→ **Challenge**
Transcribe the records below word for word, starting at the line with "Where can the tea picker" and continuing through the line with "<point>247,23</point>", including both of those lines.

→ **Dataset excerpts**

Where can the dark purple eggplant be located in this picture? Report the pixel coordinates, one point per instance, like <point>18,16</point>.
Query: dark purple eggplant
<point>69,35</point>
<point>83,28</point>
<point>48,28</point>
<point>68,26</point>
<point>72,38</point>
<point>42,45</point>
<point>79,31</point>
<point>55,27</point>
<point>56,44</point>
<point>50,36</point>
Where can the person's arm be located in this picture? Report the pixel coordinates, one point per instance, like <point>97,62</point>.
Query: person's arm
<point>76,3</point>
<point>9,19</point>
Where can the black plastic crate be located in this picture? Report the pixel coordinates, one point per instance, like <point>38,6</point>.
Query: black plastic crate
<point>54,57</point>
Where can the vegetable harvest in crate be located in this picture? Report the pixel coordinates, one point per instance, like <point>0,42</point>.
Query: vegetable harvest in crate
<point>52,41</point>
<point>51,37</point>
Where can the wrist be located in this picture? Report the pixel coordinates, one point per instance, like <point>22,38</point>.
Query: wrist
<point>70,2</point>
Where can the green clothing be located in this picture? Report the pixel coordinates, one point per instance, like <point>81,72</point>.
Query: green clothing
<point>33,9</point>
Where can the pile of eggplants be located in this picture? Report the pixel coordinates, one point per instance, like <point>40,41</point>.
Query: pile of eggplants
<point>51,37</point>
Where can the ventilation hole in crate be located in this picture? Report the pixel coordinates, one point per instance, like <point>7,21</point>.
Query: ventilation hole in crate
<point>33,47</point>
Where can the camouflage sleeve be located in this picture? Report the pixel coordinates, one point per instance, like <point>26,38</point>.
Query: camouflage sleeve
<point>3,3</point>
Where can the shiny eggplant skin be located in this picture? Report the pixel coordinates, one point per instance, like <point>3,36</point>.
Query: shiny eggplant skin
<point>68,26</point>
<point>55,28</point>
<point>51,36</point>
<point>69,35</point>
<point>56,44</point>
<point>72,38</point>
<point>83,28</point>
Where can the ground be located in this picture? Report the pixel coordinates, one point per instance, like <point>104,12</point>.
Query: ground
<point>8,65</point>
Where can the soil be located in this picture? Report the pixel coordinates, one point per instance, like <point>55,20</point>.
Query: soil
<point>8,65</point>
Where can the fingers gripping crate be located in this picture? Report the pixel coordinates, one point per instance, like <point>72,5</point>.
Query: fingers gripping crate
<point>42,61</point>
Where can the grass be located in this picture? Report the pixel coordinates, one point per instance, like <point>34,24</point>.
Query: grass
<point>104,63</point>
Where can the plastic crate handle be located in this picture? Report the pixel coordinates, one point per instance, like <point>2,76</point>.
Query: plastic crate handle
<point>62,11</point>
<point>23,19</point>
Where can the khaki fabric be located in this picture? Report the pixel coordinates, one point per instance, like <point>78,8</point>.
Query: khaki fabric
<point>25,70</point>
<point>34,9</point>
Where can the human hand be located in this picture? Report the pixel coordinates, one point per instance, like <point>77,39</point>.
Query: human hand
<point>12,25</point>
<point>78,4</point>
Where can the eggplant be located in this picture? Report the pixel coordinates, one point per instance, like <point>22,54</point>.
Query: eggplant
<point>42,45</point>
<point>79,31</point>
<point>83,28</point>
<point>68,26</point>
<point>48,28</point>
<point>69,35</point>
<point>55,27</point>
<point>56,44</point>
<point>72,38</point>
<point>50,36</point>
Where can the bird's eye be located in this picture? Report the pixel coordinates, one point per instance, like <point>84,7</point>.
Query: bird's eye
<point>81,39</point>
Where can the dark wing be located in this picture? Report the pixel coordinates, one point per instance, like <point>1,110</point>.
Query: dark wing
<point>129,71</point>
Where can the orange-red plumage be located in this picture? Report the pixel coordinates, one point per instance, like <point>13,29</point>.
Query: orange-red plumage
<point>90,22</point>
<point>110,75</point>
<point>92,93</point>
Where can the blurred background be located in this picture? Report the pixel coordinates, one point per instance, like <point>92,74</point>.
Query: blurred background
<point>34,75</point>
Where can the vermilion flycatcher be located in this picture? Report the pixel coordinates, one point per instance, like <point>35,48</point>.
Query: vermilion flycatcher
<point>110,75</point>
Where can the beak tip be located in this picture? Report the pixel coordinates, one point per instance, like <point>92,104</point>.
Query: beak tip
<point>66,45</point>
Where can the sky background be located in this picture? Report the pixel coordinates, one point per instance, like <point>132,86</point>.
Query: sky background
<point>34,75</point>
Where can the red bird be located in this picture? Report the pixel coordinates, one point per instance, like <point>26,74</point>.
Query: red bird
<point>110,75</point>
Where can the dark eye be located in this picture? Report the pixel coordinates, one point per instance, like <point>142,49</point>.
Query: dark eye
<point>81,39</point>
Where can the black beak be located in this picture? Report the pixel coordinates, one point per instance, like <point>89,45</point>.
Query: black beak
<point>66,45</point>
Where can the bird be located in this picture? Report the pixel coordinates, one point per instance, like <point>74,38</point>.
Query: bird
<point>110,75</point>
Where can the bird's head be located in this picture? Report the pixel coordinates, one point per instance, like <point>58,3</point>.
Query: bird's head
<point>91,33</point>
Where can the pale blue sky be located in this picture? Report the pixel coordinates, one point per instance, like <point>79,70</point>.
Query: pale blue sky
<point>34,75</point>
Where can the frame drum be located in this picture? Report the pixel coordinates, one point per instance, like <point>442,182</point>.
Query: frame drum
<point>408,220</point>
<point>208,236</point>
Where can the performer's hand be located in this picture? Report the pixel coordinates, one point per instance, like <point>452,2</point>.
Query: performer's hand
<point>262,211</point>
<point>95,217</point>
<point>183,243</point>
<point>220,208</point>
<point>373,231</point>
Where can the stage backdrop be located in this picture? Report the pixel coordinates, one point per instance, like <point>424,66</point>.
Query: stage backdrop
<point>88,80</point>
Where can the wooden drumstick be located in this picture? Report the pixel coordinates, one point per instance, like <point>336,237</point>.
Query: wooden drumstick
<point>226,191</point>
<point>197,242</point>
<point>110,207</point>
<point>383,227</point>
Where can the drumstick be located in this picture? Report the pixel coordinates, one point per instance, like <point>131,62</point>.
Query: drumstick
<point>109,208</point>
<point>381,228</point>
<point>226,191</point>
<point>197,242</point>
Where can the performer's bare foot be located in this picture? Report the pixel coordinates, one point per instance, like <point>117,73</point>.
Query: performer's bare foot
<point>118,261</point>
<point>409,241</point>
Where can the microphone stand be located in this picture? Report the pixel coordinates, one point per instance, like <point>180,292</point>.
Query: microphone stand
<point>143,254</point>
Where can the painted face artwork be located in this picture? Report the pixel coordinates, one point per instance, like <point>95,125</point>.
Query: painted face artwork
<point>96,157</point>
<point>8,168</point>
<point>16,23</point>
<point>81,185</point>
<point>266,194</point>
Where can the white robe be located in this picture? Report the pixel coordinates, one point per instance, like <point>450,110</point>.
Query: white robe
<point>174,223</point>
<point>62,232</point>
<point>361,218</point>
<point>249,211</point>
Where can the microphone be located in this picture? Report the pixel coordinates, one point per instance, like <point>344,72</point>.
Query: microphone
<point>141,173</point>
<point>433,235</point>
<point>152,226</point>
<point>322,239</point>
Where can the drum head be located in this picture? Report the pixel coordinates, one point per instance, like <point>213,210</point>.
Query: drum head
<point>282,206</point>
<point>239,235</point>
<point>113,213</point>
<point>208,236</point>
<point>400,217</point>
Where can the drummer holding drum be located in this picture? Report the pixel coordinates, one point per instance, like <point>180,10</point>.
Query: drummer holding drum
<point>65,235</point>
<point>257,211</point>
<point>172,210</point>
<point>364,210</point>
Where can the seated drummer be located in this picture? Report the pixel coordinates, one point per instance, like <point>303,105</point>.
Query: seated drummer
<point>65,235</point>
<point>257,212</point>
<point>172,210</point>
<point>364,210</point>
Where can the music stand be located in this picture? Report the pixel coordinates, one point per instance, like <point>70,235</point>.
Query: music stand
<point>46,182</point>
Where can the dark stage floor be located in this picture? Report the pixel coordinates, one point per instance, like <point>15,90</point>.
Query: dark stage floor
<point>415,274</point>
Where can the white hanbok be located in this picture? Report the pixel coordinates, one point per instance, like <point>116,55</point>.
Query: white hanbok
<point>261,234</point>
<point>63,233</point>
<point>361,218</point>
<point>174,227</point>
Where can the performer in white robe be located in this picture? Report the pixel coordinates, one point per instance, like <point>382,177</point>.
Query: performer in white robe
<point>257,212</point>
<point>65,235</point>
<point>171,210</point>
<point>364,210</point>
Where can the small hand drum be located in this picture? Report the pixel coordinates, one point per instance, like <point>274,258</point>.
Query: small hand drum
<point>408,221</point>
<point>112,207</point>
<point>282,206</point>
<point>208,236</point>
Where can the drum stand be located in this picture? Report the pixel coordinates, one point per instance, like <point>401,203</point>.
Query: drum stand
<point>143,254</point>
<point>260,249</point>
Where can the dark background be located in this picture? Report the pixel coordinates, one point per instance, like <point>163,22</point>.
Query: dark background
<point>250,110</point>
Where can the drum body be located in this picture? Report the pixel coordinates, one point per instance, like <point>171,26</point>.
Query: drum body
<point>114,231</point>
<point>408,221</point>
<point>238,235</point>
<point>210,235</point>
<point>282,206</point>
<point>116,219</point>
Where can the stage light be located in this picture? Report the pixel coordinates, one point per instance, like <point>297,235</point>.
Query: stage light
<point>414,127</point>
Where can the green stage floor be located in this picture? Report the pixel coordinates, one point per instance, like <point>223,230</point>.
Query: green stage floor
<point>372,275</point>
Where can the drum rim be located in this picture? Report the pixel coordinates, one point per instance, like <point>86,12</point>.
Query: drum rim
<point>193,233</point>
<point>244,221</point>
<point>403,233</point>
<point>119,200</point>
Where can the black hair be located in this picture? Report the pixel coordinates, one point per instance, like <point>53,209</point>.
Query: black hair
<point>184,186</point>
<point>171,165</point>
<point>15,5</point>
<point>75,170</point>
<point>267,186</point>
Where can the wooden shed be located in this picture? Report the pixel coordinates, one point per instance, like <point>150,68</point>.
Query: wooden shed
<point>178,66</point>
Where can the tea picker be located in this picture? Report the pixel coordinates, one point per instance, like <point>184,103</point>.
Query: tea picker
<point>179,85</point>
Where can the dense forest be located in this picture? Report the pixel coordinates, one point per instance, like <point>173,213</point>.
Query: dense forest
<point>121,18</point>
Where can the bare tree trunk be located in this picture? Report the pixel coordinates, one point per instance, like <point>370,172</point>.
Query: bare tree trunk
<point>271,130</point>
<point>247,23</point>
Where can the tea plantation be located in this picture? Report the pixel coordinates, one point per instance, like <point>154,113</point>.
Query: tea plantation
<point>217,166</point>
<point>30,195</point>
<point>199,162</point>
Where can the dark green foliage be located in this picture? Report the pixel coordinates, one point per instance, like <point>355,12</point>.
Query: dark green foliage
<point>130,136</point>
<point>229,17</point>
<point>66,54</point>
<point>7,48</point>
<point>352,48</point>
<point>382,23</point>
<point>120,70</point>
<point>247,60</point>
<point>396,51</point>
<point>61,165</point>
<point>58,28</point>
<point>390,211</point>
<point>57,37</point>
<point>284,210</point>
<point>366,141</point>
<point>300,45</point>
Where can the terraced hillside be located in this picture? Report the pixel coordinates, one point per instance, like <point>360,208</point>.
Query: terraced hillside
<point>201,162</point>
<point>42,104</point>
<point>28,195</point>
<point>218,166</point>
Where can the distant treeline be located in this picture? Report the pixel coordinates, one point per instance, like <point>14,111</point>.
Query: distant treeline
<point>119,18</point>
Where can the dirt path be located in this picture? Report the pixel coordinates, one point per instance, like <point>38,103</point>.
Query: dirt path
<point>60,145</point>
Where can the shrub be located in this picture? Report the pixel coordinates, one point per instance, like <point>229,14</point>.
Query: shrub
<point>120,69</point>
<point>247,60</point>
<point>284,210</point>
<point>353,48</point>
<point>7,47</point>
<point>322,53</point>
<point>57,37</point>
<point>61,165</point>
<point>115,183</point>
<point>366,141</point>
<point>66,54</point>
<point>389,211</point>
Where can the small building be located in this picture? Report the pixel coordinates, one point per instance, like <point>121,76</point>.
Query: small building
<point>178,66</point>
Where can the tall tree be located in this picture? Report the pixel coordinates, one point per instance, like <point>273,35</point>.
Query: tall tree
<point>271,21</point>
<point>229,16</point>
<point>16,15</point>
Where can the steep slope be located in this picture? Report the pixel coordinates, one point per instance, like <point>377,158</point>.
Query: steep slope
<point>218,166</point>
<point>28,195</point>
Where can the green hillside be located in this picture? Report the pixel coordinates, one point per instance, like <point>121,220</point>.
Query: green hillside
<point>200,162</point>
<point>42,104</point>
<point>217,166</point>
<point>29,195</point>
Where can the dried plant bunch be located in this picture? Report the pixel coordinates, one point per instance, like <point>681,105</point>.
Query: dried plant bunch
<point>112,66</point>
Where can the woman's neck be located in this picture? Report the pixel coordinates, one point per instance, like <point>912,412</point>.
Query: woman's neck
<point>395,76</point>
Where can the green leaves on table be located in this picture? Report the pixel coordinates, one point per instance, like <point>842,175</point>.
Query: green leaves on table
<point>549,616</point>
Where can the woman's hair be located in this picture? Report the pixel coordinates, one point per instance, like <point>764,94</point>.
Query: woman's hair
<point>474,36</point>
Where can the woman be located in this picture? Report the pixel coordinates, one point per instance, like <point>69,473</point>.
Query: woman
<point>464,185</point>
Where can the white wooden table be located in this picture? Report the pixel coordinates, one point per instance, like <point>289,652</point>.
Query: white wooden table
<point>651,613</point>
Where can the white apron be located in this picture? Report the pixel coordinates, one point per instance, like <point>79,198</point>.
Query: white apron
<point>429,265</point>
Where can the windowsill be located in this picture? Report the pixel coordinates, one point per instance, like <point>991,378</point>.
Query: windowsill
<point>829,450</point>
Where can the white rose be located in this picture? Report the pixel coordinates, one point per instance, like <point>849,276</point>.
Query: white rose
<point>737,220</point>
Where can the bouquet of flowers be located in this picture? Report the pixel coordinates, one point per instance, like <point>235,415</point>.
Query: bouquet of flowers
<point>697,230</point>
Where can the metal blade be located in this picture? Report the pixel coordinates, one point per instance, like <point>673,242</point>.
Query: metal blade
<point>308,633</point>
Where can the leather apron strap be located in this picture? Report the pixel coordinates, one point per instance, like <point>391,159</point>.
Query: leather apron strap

→ **Answer to this problem**
Where can the tea picker be located in this picture? Report the pixel coordinates, one point per instance, like <point>184,103</point>.
Query: tea picker
<point>179,85</point>
Where can the dense forest be located in this picture? Report the pixel coordinates, one point per instance, like <point>173,213</point>.
Query: dense forest
<point>121,18</point>
Where can the bare tree trunk be located in this picture? Report the pixel coordinates, one point per instance, like <point>370,172</point>.
Query: bare tree trunk
<point>271,130</point>
<point>247,23</point>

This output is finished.